Unable to make accurate predictions?

I have a dataset of diabetes patients and I am trying to predict the next blood glucose level. I have attached an image below and I have about 1600 records in that csv file containing data of 10 patients. Each patient is uniquely identified by the Id column and the Glucose_t-1 means the glucose value in which the patient had before the current reading(Glucose_t) likewise this apply to Glucose_t-2 and Glucose_t-3. And same applies to the Insulin_t-1,Insulin_t-2. The event column is the Glycemic event in which the current reading of the blood glucose value falls to. For example,

  • blood glucose value = 70 then 0,
  • 70 blood glucose value =180 then 1,
  • blood glucose value > 180 then 2.

I have applied different regression algorithms like Logisitic Regression, Random Forest Regression and so on but I was unable to predict the Glucose_t value accurately. The accuracy comes to 0.008.. which is very depressing :(. Please any help to improve the accuracy of will be greatly appreciated. Thanks.

Topic predict prediction deep-learning machine-learning

Category Data Science


It's a quite complex problem and there might be better options for the design (I'm thinking maybe something more specific to times series)...

Data records:
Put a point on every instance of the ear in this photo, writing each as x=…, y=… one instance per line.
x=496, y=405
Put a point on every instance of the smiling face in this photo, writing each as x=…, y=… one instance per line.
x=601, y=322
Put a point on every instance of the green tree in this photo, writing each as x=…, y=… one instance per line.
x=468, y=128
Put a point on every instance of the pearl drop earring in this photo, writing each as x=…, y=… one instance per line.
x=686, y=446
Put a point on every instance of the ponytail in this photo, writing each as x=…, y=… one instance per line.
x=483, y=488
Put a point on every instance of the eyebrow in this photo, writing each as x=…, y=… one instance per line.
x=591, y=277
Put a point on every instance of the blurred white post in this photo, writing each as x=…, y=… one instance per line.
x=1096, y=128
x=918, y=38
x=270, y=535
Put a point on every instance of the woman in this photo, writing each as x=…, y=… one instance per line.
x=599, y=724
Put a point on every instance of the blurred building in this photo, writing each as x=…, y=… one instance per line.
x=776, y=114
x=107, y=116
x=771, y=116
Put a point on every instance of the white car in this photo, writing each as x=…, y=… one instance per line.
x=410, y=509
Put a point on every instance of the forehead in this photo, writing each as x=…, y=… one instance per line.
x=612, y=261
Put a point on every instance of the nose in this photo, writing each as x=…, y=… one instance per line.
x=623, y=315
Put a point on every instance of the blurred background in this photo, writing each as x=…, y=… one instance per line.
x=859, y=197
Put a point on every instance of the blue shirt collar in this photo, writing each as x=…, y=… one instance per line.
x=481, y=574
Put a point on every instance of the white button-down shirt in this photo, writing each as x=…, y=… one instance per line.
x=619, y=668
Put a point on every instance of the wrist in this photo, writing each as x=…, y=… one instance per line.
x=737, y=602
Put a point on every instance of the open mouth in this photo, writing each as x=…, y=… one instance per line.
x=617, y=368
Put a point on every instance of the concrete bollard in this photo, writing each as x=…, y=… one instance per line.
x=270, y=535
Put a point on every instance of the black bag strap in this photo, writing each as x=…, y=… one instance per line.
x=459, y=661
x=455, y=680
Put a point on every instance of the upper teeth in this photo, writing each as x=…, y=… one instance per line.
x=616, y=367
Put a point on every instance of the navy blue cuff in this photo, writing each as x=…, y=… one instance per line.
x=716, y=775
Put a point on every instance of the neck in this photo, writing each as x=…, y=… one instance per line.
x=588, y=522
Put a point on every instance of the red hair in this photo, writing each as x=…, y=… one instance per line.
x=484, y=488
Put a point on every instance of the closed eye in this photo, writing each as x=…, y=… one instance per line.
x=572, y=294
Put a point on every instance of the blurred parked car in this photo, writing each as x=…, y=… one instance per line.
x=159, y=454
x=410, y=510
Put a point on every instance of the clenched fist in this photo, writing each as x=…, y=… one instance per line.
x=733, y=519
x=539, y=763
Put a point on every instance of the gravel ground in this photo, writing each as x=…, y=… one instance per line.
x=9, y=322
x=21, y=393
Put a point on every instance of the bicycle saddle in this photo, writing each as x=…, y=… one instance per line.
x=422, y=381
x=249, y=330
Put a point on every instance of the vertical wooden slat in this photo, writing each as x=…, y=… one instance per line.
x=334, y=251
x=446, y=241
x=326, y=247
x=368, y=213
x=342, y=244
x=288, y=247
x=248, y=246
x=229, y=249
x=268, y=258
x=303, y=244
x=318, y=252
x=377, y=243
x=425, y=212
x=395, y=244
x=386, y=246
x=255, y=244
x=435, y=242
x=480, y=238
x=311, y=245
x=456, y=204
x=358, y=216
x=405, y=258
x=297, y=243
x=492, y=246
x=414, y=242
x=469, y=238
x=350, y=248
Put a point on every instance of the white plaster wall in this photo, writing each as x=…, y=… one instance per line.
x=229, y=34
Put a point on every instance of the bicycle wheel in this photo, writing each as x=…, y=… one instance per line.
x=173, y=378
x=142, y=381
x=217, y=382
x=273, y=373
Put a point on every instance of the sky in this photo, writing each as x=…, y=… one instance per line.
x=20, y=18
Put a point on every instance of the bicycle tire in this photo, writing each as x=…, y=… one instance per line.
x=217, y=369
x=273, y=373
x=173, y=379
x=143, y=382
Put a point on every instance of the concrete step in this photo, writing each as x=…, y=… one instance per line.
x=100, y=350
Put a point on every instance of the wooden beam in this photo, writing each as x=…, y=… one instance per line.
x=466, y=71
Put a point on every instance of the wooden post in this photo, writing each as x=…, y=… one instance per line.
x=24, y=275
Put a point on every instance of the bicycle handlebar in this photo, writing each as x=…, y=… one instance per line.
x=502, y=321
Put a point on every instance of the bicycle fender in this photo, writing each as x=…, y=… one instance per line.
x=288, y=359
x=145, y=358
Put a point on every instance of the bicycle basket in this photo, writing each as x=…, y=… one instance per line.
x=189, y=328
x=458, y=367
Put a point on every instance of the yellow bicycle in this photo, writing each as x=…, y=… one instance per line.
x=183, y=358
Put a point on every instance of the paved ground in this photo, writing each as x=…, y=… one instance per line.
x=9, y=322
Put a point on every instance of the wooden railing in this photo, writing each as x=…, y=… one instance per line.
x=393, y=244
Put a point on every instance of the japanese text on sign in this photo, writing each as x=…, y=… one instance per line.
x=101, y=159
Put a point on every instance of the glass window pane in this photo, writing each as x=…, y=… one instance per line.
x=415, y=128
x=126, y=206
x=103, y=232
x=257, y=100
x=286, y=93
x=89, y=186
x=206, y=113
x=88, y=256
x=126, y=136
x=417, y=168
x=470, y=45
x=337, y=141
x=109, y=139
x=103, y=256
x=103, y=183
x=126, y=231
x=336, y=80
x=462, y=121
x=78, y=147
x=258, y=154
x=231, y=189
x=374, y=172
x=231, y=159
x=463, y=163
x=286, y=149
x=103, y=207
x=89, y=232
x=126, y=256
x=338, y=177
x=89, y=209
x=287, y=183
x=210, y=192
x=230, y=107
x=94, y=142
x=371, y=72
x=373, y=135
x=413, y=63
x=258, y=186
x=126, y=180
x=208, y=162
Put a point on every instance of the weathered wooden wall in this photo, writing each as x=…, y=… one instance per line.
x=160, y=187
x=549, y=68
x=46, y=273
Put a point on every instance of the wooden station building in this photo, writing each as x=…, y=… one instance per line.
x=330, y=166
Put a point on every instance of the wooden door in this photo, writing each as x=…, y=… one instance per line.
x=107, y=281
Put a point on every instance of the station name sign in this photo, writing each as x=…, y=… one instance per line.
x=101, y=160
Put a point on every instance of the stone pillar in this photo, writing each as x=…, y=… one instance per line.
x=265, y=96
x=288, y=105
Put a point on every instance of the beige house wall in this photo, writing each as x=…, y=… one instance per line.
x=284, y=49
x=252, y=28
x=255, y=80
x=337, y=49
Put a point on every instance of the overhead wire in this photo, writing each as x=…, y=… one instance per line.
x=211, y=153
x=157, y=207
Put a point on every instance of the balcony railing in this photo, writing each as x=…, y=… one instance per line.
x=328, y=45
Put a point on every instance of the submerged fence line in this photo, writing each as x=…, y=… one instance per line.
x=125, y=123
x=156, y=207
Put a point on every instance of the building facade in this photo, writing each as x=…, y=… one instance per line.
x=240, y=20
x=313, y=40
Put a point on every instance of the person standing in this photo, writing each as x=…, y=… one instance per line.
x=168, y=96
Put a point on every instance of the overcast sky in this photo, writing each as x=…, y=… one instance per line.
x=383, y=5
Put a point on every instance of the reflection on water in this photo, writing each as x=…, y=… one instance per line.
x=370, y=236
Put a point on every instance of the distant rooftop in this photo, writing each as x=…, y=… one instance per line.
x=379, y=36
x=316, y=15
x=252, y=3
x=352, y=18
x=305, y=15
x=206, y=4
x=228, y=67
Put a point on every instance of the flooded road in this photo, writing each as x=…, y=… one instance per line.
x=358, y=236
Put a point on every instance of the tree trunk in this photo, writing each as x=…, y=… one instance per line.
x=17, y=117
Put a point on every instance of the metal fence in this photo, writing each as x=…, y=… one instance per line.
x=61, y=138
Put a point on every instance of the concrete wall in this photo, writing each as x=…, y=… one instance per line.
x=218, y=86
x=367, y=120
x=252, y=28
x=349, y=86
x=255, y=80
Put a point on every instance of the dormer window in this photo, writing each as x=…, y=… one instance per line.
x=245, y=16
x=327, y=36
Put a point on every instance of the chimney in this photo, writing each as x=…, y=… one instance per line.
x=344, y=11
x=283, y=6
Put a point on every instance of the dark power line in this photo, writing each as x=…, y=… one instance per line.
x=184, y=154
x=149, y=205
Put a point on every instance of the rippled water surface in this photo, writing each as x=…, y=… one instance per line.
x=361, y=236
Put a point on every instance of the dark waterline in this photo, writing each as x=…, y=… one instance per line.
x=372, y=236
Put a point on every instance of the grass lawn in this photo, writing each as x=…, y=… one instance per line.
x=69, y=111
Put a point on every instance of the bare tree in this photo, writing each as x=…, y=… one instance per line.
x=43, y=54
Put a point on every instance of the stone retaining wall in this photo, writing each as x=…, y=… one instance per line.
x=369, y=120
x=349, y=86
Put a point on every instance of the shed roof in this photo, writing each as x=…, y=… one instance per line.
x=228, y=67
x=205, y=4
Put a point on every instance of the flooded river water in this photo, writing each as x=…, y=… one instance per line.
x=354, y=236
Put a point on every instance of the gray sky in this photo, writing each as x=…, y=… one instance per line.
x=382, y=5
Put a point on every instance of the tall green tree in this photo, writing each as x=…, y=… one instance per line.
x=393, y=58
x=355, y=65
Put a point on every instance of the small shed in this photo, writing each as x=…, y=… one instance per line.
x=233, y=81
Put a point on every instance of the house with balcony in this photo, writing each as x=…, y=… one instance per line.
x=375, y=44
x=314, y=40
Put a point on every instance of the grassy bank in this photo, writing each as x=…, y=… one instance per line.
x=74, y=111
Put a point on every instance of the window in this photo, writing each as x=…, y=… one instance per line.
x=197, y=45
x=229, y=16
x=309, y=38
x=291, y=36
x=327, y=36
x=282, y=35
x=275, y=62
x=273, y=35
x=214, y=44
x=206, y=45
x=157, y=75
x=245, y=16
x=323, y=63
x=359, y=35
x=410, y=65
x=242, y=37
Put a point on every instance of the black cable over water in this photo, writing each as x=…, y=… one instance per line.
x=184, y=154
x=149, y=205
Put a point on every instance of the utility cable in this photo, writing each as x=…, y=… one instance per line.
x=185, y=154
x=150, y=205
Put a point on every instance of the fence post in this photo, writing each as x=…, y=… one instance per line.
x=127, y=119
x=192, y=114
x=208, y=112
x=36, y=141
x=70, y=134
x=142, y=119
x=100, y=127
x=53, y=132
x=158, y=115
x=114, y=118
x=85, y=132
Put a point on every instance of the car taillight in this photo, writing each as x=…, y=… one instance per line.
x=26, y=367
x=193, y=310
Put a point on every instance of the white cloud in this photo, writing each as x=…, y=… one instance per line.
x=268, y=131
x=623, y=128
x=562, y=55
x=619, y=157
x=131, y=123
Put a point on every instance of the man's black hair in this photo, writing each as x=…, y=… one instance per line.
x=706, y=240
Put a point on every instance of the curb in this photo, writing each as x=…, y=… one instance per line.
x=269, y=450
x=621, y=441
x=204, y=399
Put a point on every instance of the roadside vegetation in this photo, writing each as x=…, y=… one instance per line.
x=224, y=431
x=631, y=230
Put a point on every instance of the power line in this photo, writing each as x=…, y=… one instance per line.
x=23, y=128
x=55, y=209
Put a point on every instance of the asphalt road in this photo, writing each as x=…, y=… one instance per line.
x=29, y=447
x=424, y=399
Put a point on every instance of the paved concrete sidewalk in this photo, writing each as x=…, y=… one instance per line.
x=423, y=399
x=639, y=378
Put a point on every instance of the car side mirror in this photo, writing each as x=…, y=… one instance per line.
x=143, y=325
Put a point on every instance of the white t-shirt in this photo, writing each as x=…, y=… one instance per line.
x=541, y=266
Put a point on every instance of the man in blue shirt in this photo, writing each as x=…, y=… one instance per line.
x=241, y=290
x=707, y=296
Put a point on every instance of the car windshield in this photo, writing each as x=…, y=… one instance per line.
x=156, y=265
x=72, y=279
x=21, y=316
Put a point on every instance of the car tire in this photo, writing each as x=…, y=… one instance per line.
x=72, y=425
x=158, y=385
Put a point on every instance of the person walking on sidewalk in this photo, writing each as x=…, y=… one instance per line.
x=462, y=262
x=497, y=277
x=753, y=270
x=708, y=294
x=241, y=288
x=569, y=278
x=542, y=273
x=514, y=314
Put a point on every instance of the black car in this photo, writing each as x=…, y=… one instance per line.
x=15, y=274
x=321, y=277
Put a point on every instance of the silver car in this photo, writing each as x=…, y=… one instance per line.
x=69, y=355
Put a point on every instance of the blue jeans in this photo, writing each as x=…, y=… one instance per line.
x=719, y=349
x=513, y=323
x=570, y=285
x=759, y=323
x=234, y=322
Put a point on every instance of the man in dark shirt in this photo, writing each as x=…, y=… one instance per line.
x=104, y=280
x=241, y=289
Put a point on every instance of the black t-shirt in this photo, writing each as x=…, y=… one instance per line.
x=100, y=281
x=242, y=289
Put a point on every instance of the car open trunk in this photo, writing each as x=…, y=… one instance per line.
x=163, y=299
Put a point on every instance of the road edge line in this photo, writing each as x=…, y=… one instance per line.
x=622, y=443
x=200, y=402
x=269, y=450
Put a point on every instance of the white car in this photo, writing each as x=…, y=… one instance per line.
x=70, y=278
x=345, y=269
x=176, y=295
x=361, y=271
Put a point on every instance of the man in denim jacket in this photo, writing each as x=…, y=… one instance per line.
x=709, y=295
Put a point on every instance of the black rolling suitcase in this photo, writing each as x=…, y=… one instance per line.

- _REQUIRED TASKS_
• a. From the blood glucose prediction post, write out the passage that begins at the words "I have applied" and stops after "greatly appreciated. Thanks.".
• b. Pick up the blood glucose prediction post from the point where it stops and continue it.

- _ANSWERS FOR THE EXERCISE_
• a.
I have applied different regression algorithms like Logisitic Regression, Random Forest Regression and so on but I was unable to predict the Glucose_t value accurately. The accuracy comes to 0.008.. which is very depressing :(. Please any help to improve the accuracy of will be greatly appreciated. Thanks.

• b.
However before that there's a more obvious problem to solve: it seems that you are calculating accuracy on the "Glucose_t" numeric value, right? If yes this is incorrect and that would explain your terrible results:

  • Accuracy is an evaluation measure for classification tasks, not for regression tasks: accuracy simply checks for each instance whether the predicted value (which is supposed to be a categorical value) is the same as the gold true value, and then divides the number of correct cases by the total. Naturally it's very hard to predict the exact true value in the case of numbers: if the true value is 183 but the algorithm predicts 184, then accuracy would count that as incorrect even though it's very close. That would explain why your accuracy is very low.
  • Typical regression evaluation measures are mean absolute error and mean squared errors. These measures (and their variants) are designed to calculate how far the predicted numerical value is from the true value. If you use these keep in mind that it's an error score, so the lower the value the better.
  • If you want to use accuracy, it would make sense to use it on your "event" value (which is derived from your "glucose_t" prediction I assume?): in this case you have 3 classes (categorical values), and I bet the accuracy will be much better. Note that accuracy can be biased by class imbalance, so don't forget to check the confusion matrix.